# The data
** BEGIN **
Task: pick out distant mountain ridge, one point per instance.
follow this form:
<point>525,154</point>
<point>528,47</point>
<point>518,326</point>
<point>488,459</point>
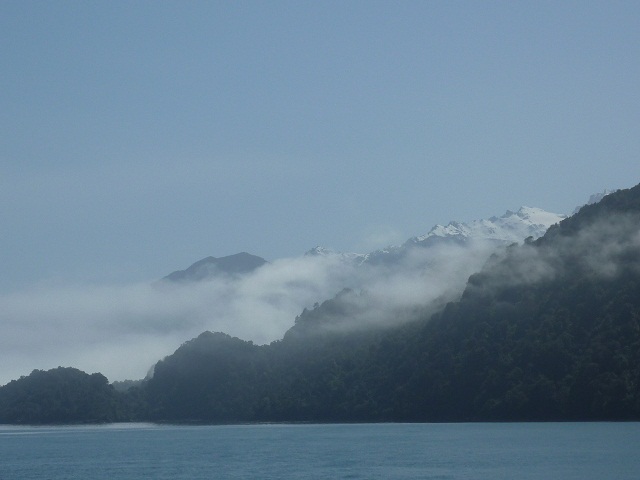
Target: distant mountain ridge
<point>509,228</point>
<point>238,264</point>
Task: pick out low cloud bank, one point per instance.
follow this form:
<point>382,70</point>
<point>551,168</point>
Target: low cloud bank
<point>122,330</point>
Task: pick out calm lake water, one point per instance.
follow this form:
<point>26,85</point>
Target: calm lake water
<point>368,451</point>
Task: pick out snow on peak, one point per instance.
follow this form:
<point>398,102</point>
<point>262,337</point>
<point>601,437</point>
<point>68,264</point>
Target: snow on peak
<point>595,198</point>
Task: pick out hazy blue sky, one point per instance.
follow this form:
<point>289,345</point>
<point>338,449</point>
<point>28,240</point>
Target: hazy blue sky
<point>139,137</point>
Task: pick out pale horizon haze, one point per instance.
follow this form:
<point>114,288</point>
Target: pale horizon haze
<point>139,137</point>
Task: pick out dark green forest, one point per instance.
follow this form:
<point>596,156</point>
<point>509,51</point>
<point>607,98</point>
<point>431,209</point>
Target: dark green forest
<point>548,330</point>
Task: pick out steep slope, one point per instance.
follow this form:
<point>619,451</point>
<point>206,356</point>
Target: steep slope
<point>549,330</point>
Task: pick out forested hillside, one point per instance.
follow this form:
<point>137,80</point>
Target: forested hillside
<point>548,330</point>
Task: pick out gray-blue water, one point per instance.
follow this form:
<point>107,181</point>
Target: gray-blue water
<point>385,451</point>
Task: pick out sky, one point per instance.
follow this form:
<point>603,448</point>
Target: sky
<point>139,137</point>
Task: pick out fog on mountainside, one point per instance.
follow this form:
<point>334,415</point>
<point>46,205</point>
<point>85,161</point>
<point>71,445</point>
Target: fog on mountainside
<point>121,330</point>
<point>545,330</point>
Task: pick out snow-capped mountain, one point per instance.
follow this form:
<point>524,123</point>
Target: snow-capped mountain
<point>238,264</point>
<point>595,198</point>
<point>510,227</point>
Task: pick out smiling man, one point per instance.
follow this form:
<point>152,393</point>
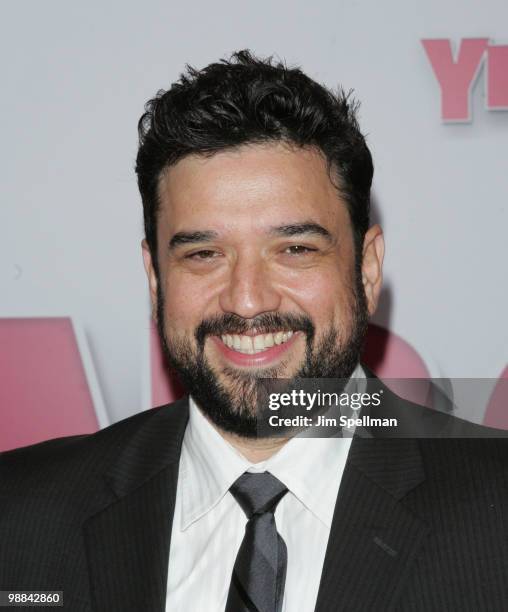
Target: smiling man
<point>262,266</point>
<point>256,275</point>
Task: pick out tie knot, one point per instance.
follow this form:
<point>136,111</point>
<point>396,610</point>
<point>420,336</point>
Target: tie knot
<point>258,493</point>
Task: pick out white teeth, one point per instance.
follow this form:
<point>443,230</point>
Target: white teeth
<point>278,337</point>
<point>246,345</point>
<point>250,345</point>
<point>259,342</point>
<point>268,340</point>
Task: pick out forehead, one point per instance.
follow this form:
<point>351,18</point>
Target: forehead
<point>251,187</point>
** END **
# Task instructions
Print all the entries above word for word, leaving out the pictures.

# The response
Task: pick out distant mountain ridge, one point per instance.
follow this form:
<point>525,154</point>
<point>528,47</point>
<point>518,326</point>
<point>488,459</point>
Target: distant mountain ridge
<point>509,228</point>
<point>238,264</point>
Task: pick out low cloud bank, one point per instance.
follow this form:
<point>382,70</point>
<point>551,168</point>
Target: low cloud bank
<point>122,330</point>
Task: pick out calm lake water, one point per instance.
follow this form:
<point>26,85</point>
Target: calm lake water
<point>368,451</point>
Task: pick out snow on peak, one point per instance.
follow this form:
<point>398,102</point>
<point>262,337</point>
<point>601,437</point>
<point>68,264</point>
Target: snow on peak
<point>595,198</point>
Task: pick out hazy blue sky, one point per instance.
follow this form:
<point>289,345</point>
<point>338,449</point>
<point>28,240</point>
Target: hazy blue sky
<point>139,137</point>
Task: pick out pale horizon haze, one point per instance.
follow this form:
<point>114,288</point>
Target: pale horizon haze
<point>139,137</point>
Task: pick out dark green forest, one point per instance.
follow this form:
<point>596,156</point>
<point>509,51</point>
<point>607,98</point>
<point>431,209</point>
Target: dark green forest
<point>548,330</point>
Task: pick out steep slope, one point per instance.
follow this form:
<point>619,451</point>
<point>206,356</point>
Target: steep slope
<point>549,330</point>
Task: pick out forested hillside, one point per instance.
follow this form:
<point>137,80</point>
Target: forested hillside
<point>548,330</point>
Task: pick out gray-blue water, one point per instance.
follow this form:
<point>107,181</point>
Target: gray-blue water
<point>385,451</point>
Task: pick out sky, one point per instance.
follow this form:
<point>603,448</point>
Target: sky
<point>139,137</point>
Task: pick out fog on mountainside, one point per instance.
follow this form:
<point>334,415</point>
<point>46,205</point>
<point>85,161</point>
<point>71,445</point>
Target: fog on mountainside
<point>121,330</point>
<point>545,330</point>
Task: pick out snow-capped mountain, one point per instance.
follow this form:
<point>524,123</point>
Target: snow-capped mountain
<point>238,264</point>
<point>595,198</point>
<point>510,227</point>
Task: pick out smiling man, one point per instance.
follow this form:
<point>152,393</point>
Target: smiling man
<point>262,266</point>
<point>256,275</point>
Task: pick out tie knot, one point per instance.
follow this form:
<point>136,111</point>
<point>396,610</point>
<point>420,336</point>
Target: tie knot
<point>258,493</point>
Task: pick out white teeth, one point per instance.
follow this form:
<point>443,230</point>
Target: white teeth
<point>278,337</point>
<point>246,345</point>
<point>250,345</point>
<point>259,342</point>
<point>268,340</point>
Task: pick out forehead, one point per instance.
follow this form:
<point>351,18</point>
Target: forehead
<point>251,187</point>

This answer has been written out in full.